**TO BE DONE**. Reproduce the listing below verbatim, line for line, from start to finish.

**INPUT ROWS**.

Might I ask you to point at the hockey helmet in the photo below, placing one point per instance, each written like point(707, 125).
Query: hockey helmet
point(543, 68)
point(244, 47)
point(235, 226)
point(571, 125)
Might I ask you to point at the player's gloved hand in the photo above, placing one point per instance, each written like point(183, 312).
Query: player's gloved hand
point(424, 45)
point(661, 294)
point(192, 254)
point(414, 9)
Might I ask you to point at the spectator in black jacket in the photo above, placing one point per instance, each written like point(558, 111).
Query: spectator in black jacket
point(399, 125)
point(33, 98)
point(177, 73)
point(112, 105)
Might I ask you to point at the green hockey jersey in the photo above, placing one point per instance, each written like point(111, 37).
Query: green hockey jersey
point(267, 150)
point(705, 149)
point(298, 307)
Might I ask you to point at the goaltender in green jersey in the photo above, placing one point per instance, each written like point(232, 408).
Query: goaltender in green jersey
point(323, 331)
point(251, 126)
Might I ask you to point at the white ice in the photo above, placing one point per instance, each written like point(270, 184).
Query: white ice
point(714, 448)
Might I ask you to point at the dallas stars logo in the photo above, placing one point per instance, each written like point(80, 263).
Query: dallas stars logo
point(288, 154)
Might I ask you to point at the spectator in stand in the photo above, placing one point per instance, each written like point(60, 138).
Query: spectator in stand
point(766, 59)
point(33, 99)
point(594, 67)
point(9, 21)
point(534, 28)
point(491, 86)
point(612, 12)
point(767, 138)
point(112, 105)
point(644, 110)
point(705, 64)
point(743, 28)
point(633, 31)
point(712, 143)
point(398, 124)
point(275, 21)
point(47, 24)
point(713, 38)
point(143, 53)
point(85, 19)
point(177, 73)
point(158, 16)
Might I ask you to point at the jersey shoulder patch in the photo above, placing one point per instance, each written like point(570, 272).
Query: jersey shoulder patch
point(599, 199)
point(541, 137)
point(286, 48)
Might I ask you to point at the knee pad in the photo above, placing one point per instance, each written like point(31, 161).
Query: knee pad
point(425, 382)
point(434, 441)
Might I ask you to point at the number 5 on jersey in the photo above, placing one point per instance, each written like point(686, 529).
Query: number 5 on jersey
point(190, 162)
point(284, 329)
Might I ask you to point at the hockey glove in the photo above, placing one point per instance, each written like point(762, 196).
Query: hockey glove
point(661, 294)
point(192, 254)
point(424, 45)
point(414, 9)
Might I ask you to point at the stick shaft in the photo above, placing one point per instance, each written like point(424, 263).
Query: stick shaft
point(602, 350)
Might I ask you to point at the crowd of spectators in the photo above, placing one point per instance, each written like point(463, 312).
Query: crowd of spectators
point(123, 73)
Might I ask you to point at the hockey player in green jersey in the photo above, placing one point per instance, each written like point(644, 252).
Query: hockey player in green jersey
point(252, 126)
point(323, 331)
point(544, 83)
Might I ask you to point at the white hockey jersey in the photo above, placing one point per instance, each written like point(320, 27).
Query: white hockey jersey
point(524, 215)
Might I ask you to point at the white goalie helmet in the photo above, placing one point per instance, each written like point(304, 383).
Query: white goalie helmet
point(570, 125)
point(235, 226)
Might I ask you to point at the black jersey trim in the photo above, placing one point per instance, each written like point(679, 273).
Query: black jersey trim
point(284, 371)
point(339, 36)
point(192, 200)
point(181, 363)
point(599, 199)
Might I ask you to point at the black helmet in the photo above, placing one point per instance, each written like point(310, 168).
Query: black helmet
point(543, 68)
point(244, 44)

**OUTPUT BELOW**.
Might I ask you to point at the hockey helmet in the photo below, placing one point per instance, each written like point(707, 125).
Query: hockey helmet
point(543, 68)
point(244, 47)
point(235, 226)
point(571, 125)
Might I ask you to point at the player's gloved hand in the photo above, placing one point per instance, each written like point(183, 312).
Query: player's gloved hand
point(424, 45)
point(661, 294)
point(192, 254)
point(414, 9)
Might I ask you to point at the spectator in black jacket in the photo above, placing one point per instance, each written like point(558, 111).
Query: spectator in black jacket
point(399, 125)
point(33, 98)
point(177, 73)
point(112, 105)
Might I ask you to point at the green hockey jersey in the photo above, placing one point per instance, each written like point(111, 37).
Query: green hockey jersey
point(267, 150)
point(705, 149)
point(298, 307)
Might I ask you to point at the goaltender in green jersey in the photo above, placing one point per instance, each written like point(232, 408).
Query: goaltender in green jersey
point(323, 331)
point(251, 126)
Might I ask you to point at the white ice in the photo above, placing one point per instance, each written like point(270, 184).
Query: white ice
point(714, 448)
Might I ask you to point at the dallas stars logo in the photo above, placing one point per instance, each written like point(80, 263).
Query: dallas stars logo
point(288, 154)
Might I ask you to point at the spectator in stand in the photo above, placing one point per instance, each written like point(60, 138).
Query: spectator in stand
point(766, 59)
point(33, 99)
point(594, 67)
point(9, 21)
point(534, 28)
point(491, 86)
point(612, 12)
point(767, 138)
point(112, 105)
point(644, 110)
point(705, 64)
point(743, 28)
point(633, 31)
point(712, 143)
point(398, 124)
point(275, 21)
point(47, 24)
point(713, 38)
point(143, 53)
point(85, 19)
point(177, 73)
point(158, 16)
Might I ask you to point at the jersey shoulder patch in the photo above, placing one point per instance, each written like point(570, 272).
Query: jersey shoulder patch
point(599, 199)
point(541, 137)
point(286, 48)
Might I ask you to point at the knee pad in the photo above, placing one point per instance, each written like point(31, 161).
Query: knee pad
point(425, 382)
point(434, 441)
Might I ask you to point at the number 5 on jersey in the photo above, placing one point per instance, each written like point(686, 529).
Query: number 5 on jersey
point(190, 162)
point(284, 329)
Might I ask you to point at the hockey glove in the photo above, placing one point per instance, each written like point(762, 196).
Query: hockey glove
point(661, 294)
point(192, 254)
point(424, 45)
point(414, 9)
Might I ask you to point at the stick shaft in the photo above, placing one point per instance, each written like point(424, 263).
Query: stick shaft
point(602, 350)
Might I ask you to point at the crowd of spectators in the photo above, placing one point per instance, each written like point(463, 312).
Query: crowd of spectators
point(123, 73)
Might I ask you to point at the hockey player in green jersey in the photo above, placing one point per instance, each written like point(644, 252).
Query: hockey player in green jersey
point(252, 126)
point(323, 331)
point(544, 83)
Might I ask you to point at the white hockey jersey in the photo above, placing one point per instance, each written like point(320, 27).
Query: white hockey jersey
point(524, 215)
Might I ask you to point at the white goalie helmet in the photo above, placing one point per instance, each written like point(304, 383).
Query: white goalie helmet
point(570, 125)
point(235, 226)
Might I ask you to point at the black jersey trim in the photo above, placing one point per instance, each written like point(679, 273).
Query: black jersey trim
point(284, 371)
point(339, 36)
point(192, 200)
point(181, 363)
point(599, 199)
Might I ask you to point at the black helmet in the photo above, placing one point per instance, each written like point(310, 168).
Query: black helmet
point(543, 68)
point(244, 44)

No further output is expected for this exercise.